(Stored data entries)
^^^^^^^^

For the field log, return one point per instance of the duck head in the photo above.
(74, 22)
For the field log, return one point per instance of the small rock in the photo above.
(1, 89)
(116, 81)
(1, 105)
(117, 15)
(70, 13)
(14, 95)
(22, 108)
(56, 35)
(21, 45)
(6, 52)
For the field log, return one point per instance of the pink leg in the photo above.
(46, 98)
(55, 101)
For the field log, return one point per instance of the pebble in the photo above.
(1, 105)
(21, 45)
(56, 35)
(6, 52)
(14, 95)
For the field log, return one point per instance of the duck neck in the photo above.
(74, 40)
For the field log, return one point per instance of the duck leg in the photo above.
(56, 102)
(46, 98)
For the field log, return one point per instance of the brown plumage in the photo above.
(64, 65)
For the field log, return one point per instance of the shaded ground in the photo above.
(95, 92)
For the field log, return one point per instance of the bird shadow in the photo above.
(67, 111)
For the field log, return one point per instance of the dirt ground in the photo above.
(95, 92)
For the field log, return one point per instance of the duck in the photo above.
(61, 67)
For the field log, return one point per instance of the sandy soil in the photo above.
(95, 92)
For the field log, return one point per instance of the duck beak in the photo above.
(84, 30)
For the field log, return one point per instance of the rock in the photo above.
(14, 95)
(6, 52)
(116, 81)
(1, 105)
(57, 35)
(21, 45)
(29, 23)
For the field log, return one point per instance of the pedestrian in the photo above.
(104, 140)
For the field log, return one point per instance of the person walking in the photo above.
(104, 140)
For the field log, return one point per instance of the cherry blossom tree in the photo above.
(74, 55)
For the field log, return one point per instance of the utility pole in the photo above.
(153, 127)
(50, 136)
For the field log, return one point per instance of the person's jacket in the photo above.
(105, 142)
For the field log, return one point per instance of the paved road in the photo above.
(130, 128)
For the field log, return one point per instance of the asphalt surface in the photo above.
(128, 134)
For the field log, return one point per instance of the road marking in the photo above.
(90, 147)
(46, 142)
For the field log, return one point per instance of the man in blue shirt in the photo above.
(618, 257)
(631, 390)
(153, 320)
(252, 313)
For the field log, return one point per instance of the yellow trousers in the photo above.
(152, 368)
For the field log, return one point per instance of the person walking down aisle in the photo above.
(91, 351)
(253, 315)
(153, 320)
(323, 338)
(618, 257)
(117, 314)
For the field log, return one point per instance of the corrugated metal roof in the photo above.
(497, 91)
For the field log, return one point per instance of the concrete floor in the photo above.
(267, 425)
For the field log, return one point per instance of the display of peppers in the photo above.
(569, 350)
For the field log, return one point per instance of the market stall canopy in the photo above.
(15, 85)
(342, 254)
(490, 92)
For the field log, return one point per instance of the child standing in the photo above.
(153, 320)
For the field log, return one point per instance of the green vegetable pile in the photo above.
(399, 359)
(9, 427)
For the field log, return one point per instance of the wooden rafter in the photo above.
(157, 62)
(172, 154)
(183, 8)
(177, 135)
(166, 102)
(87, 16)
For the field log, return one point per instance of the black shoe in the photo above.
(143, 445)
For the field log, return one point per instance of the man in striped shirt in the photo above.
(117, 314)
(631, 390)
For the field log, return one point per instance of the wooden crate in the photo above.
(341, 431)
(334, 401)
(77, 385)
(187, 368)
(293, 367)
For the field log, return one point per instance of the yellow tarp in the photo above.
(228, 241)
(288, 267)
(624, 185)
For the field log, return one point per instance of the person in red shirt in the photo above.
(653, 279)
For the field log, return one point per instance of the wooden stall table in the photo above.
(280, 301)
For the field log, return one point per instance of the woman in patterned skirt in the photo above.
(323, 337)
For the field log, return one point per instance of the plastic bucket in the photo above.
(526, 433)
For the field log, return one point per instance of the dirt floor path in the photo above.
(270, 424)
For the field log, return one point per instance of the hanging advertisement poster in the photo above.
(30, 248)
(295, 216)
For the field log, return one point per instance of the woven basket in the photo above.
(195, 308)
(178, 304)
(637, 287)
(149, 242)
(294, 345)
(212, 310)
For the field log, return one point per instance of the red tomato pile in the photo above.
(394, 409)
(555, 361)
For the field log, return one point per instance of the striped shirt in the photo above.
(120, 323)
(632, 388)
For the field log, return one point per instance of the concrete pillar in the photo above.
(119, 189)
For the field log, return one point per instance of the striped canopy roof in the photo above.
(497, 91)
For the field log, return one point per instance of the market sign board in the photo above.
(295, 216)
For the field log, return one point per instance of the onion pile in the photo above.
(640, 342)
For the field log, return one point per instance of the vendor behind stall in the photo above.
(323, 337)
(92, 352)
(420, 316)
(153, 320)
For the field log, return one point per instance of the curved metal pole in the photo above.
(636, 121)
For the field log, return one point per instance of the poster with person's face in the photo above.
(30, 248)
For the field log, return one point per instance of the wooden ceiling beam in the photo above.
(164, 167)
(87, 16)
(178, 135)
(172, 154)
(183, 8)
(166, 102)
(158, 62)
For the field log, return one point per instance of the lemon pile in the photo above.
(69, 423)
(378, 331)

^^^^^^^^

REQUIRED TASK: Make an exact copy of every line in the data.

OUTPUT OF THE TASK:
For the field log, return one point per instance of the duck head in the photo above.
(74, 22)
For the field log, return one point per instance of the small rock in the photo above.
(1, 89)
(116, 81)
(1, 105)
(117, 15)
(70, 13)
(14, 95)
(22, 108)
(56, 35)
(21, 45)
(6, 52)
For the field log, return one point per instance of the pink leg in the photo above.
(46, 98)
(55, 101)
For the field log, return one point per instance of the pebble in the photo above.
(1, 105)
(21, 45)
(56, 35)
(6, 52)
(14, 95)
For the field log, return one point per instance of the duck neck in the photo above.
(74, 40)
For the field log, return one point per instance of the duck leg in the photo above.
(56, 102)
(46, 98)
For the field log, return one point per instance of the brown plumage in the photo above.
(64, 65)
For the field log, return one point per instance of the shaded ground in the photo above.
(95, 92)
For the field log, return one point per instance of the bird shadow in the photo above.
(67, 111)
For the field log, return one point per instance of the dirt ground in the photo above.
(95, 92)
For the field log, return one point per instance of the duck in the photo above.
(61, 67)
For the field log, return one point per instance of the sandy soil in the photo above.
(95, 92)
For the field log, return one point per instance of the duck beak in the photo above.
(84, 30)
For the field log, return one point per instance of the rock in the photo above.
(14, 95)
(6, 52)
(116, 81)
(1, 105)
(57, 35)
(21, 45)
(29, 23)
For the field log, return one point per instance of the pedestrian in the photo above.
(104, 140)
For the field log, return one point per instance of the person walking in the photo above.
(104, 140)
For the field log, return one point per instance of the cherry blossom tree in the photo above.
(74, 55)
For the field log, return one point per instance of the utility pole in the photo above.
(153, 127)
(50, 136)
For the field log, return one point per instance of the person's jacket in the photo above.
(105, 142)
For the field log, return one point per instance of the paved road in the photo above.
(130, 128)
For the field log, return one point per instance of the asphalt surface in the photo above.
(128, 134)
For the field log, return one point per instance of the road marking in the photo above.
(90, 147)
(46, 142)
For the field log, return one point per instance of the man in blue shirt in the photo above.
(618, 257)
(631, 390)
(153, 320)
(252, 313)
For the field log, return one point per instance of the yellow trousers in the photo above.
(152, 368)
For the field log, return one point per instance of the person walking down aisle in the photo above.
(91, 351)
(253, 315)
(153, 320)
(323, 338)
(618, 257)
(117, 314)
For the field log, return one point per instance of the corrugated metal roof in the photo above.
(497, 91)
For the field log, return one point per instance of the concrete floor in the photo above.
(267, 425)
For the field log, return one point per instance of the display of peppers in the photo above.
(569, 350)
For the field log, return one point per instance of the market stall canopy in the photo above.
(15, 85)
(342, 254)
(490, 92)
For the field log, return one point per instance of the child standing in the photo above.
(153, 320)
For the field log, return one point per instance of the green vegetable pile in the photo above.
(399, 359)
(9, 427)
For the field log, return one point per instance of the wooden rafter in the photo above.
(157, 62)
(172, 154)
(183, 8)
(177, 135)
(166, 102)
(87, 16)
For the field log, return one point per instance of the black shoe in the photo above.
(143, 445)
For the field log, return one point per instance of the man in striped shirt in the photo above.
(117, 314)
(631, 390)
For the field log, return one point per instance of the wooden crate in the photo above.
(341, 431)
(334, 401)
(77, 385)
(187, 368)
(293, 367)
For the field log, return one point per instance of the yellow tarp in the photo above.
(228, 241)
(288, 267)
(624, 185)
For the field log, return one point per instance of the person in red shirt in the photo above.
(653, 279)
For the field log, return one point per instance of the wooden stall table in the photo above.
(280, 301)
For the field log, return one point per instance of the woman in patterned skirt in the photo above.
(323, 337)
For the field log, return one point per instance of the plastic bucket in the photo above.
(526, 433)
For the field log, return one point per instance of the dirt floor path in the photo above.
(270, 424)
For the field log, return one point per instance of the hanging advertisement poster in the photo above.
(30, 248)
(295, 216)
For the field log, return one point per instance of the woven basket in the photo above.
(195, 308)
(178, 304)
(637, 287)
(149, 242)
(294, 345)
(212, 310)
For the field log, return one point per instance of the red tomato pile in the photo above.
(394, 409)
(555, 361)
For the field log, return one point per instance of the striped shirt in the photo above.
(120, 323)
(632, 388)
For the field log, return one point per instance of the concrete pillar in the photo above.
(119, 189)
For the field log, return one point per instance of the striped canopy roof in the photo above.
(497, 91)
For the field log, return one point per instance of the market sign board in the photo above.
(295, 216)
For the field log, return one point per instance of the onion pile in the photo above.
(640, 342)
For the field log, return one point per instance of the vendor behind stall in the photo above.
(323, 337)
(92, 352)
(420, 316)
(153, 320)
For the field log, return one point per instance of the curved metal pole in the photo above.
(636, 121)
For the field log, return one point per instance of the poster with person's face in the photo above.
(30, 248)
For the field log, return one point per instance of the wooden ceiling beam in the photo above.
(164, 167)
(87, 16)
(178, 135)
(172, 154)
(183, 8)
(166, 102)
(158, 62)
For the field log, return one point per instance of the lemon pile in the photo above.
(69, 423)
(378, 331)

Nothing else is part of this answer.